Aim:
Count the lines in the items below that contain the word "green". Reply with only that number.

Provided records:
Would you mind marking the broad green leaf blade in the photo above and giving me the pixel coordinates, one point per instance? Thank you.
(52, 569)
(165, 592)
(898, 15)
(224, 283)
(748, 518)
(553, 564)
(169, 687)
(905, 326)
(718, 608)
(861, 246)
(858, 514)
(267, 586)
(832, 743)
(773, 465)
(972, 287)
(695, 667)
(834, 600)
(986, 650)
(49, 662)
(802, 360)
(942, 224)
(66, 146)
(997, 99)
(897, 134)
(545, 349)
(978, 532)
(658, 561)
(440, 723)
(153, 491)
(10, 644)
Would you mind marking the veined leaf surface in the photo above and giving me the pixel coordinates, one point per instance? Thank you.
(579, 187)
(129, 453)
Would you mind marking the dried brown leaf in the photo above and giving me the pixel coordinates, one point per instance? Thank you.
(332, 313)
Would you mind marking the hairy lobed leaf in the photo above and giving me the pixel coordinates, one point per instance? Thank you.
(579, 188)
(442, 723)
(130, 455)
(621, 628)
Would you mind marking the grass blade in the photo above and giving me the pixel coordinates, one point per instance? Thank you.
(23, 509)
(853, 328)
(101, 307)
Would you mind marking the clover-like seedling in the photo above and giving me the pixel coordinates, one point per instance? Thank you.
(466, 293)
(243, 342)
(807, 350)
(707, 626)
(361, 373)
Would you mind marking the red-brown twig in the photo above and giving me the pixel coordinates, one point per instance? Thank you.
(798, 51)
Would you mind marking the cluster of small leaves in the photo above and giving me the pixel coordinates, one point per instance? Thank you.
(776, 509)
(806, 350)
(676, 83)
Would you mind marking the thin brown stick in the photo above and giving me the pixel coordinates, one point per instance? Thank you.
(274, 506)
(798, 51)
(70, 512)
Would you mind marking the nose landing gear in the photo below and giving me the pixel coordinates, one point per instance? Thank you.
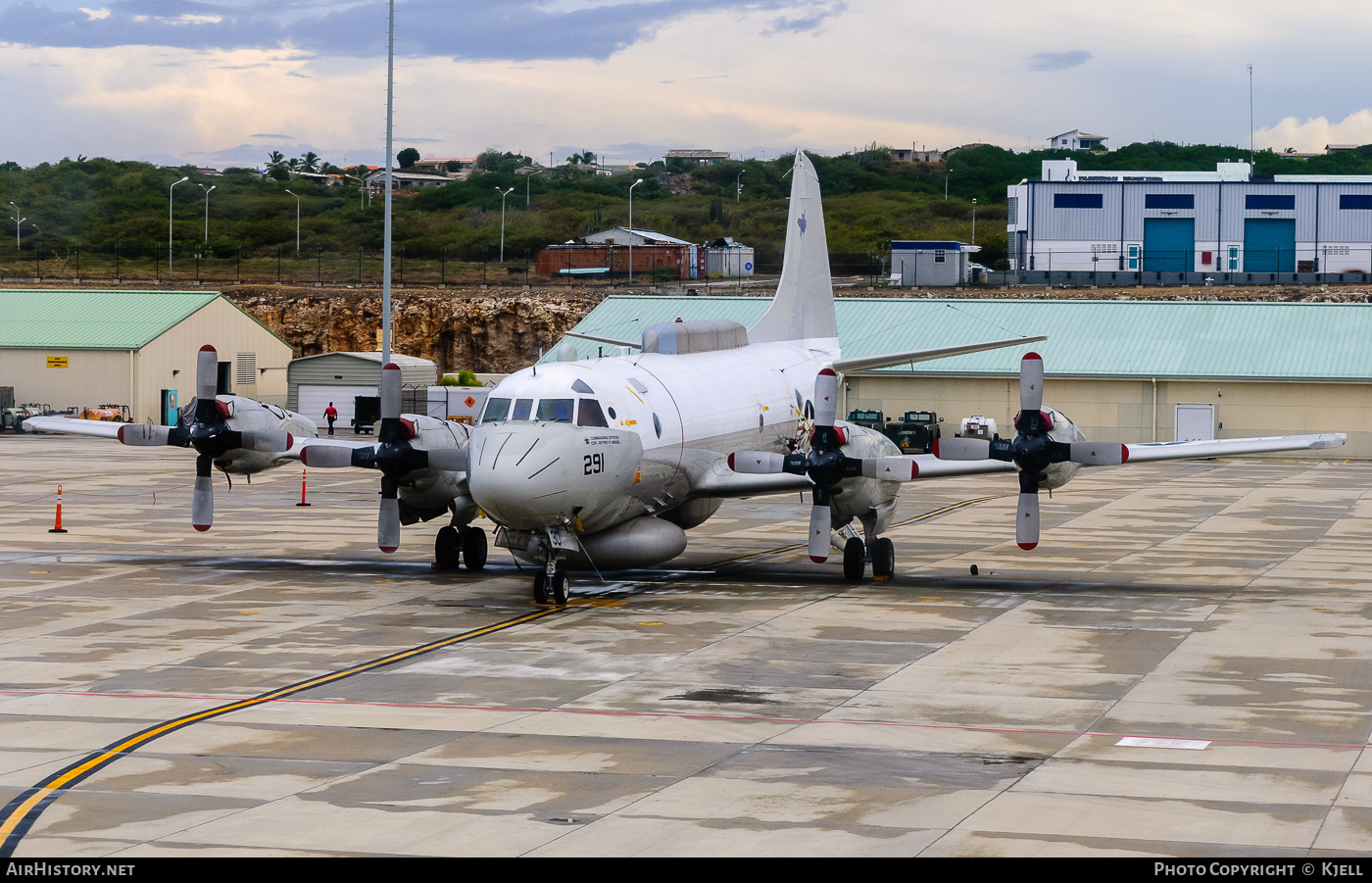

---

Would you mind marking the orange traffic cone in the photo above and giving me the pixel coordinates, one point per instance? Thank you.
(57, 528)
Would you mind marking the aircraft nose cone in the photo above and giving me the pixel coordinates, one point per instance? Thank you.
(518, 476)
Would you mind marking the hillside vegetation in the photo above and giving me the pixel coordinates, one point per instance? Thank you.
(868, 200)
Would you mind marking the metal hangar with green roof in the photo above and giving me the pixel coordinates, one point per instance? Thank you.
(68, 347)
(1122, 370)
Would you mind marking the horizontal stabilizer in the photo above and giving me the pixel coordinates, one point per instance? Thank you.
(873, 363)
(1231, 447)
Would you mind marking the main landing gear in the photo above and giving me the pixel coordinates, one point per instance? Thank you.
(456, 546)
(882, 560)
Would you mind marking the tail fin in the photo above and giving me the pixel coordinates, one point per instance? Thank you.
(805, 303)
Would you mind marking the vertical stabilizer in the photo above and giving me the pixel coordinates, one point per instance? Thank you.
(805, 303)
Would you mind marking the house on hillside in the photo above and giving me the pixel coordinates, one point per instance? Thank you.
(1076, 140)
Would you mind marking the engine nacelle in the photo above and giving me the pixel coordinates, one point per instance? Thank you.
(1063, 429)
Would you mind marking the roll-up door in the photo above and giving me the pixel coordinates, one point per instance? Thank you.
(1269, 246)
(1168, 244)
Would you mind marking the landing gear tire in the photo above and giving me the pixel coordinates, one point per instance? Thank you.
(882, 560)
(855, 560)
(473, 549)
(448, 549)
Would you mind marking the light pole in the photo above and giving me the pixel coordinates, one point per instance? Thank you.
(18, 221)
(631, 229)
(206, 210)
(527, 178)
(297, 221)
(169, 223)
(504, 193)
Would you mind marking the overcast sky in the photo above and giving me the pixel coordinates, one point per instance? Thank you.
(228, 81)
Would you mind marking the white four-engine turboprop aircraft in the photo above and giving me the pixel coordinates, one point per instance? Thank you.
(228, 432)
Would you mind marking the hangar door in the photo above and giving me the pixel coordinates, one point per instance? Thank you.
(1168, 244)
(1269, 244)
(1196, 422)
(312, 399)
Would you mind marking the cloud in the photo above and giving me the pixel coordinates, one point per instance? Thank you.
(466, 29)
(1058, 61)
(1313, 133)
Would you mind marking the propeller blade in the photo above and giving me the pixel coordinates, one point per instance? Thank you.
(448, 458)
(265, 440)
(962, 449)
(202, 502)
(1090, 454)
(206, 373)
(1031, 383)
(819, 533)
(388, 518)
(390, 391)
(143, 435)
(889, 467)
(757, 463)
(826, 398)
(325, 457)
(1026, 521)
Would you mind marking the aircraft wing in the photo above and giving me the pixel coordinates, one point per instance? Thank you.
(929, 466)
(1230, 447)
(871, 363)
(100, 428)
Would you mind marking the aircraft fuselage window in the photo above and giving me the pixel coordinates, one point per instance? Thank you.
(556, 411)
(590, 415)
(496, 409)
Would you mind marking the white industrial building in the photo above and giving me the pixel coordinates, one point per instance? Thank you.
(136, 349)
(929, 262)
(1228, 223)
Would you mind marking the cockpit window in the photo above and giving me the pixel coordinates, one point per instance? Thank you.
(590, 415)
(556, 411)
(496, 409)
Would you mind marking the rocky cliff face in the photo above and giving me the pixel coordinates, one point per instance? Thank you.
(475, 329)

Answer below:
2